Bengaluru, Jun 12: The Karnataka government is mulling to issue caste and income certificates to Brahmins though they are in a minority, accounting a mere three per cent of the southern state''s seven crore population, an official said on Thursday.

"Though Brahmins are in a ''minority'' in terms of their population across the state, they need caste and income certificates to benefit from the welfare schemes as in the case of the SC, ST and OBC groups," an official said here.

The Karnataka State Brahmin Development Board was set up in March 2019 as a state-run company with Rs five crore authorized capital and Rs five crore equity and is registered with the Registrar of Companies.

"The Board has petitioned the state government to implement the 10 per cent quota for the economically weaker sections, as its benefit is being given by the central government jobs and in admissions to the national educational institutions," said its chairman H.S. Sachidananda Murthy.

Responding to the demand, state Chief Minister B.S. Yediyurappa said the state government would consider issuing caste certificates to the Brahmins so that they too can benefit from the state''s various welfare schemes.

"Though Brahmins belong to the forward community, they are economically weaker and need financial support," said Yediyurappa on Wednesday after unveiling the Board''s official website for all its stakeholders here.

Dataset excerpts
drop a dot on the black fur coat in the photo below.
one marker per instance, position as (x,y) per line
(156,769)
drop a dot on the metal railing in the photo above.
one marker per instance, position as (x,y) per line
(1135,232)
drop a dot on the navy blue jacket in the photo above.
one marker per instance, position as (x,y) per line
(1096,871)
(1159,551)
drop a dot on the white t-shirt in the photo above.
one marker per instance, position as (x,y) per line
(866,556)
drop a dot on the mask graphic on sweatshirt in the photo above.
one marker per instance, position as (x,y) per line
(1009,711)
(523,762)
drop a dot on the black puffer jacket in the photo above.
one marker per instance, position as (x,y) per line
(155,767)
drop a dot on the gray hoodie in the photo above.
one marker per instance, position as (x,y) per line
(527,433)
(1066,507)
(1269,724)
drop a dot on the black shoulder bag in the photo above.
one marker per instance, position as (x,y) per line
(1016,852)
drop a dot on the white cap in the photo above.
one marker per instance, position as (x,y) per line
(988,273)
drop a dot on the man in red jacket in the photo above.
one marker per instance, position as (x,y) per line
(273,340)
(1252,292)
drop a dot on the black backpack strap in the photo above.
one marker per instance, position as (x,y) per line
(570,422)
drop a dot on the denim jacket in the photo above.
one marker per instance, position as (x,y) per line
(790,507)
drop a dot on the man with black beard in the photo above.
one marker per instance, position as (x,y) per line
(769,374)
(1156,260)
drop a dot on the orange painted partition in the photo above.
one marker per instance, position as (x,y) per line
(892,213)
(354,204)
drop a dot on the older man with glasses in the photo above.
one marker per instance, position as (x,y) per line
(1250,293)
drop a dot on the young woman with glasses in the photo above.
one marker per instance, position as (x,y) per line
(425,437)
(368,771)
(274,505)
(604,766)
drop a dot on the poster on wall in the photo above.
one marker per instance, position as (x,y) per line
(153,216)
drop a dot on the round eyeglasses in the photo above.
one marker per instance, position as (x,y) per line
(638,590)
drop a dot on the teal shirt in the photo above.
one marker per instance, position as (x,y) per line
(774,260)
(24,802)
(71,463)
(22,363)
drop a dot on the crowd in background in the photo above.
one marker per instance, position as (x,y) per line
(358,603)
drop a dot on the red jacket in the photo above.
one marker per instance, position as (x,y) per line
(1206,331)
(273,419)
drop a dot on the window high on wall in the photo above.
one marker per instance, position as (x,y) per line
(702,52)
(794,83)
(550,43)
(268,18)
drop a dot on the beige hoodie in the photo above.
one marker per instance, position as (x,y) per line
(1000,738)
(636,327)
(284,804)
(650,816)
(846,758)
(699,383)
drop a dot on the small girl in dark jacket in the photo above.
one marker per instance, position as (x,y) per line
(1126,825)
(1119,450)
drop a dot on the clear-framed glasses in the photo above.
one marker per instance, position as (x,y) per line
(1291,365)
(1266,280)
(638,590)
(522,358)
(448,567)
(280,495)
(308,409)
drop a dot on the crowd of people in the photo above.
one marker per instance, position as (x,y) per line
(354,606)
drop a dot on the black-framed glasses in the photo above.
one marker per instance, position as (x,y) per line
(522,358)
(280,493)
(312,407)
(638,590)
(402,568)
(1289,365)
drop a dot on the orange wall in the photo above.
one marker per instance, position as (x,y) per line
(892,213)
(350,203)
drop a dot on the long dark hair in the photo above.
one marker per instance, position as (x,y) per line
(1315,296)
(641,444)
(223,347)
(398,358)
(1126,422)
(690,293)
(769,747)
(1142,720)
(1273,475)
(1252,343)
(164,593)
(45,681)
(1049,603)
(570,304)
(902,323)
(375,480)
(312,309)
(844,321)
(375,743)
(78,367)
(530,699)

* **BRIEF 1**
List every figure in the Karnataka news report that is given in per cent or in crore, noting what each one refers to.
* **BRIEF 2**
According to the Karnataka news report, when was the Karnataka State Brahmin Development Board set up?
* **BRIEF 3**
Carry on with the Karnataka news report from its last sentence.
None of the data is needed for what you're asked to do.

* **EXPECTED OUTPUT 1**
- Three per cent: the Brahmins' share of the state's population
- Seven crore: the state's population
- Rs five crore: the Board's authorized capital
- Rs five crore: the Board's equity
- 10 per cent: the quota for the economically weaker sections

* **EXPECTED OUTPUT 2**
It was set up in March 2019.

* **EXPECTED OUTPUT 3**
Brahmins whose gross annual family income is less than Rs eight lakh per annum will be eligible for the benefit schemes.

"The Board will soon be authorised to issue caste and income certificates to the members of the Brahmin community so that they can also benefit from the schemes," said the chief minister on the occasion.

Noting that every community has people who are forward and backward economically for various, including historical reasons, Yediyurappa said the Board would be empowered to serve the Brahmins.

"The Board also proposes to provide interest-free loans to the financially weaker sections of the people in the Brahmin community," added Murthy.

The community members urged the Chief Minister to provide 10 per cent of the state government jobs and seats in state-run educational institutions, including professional collages.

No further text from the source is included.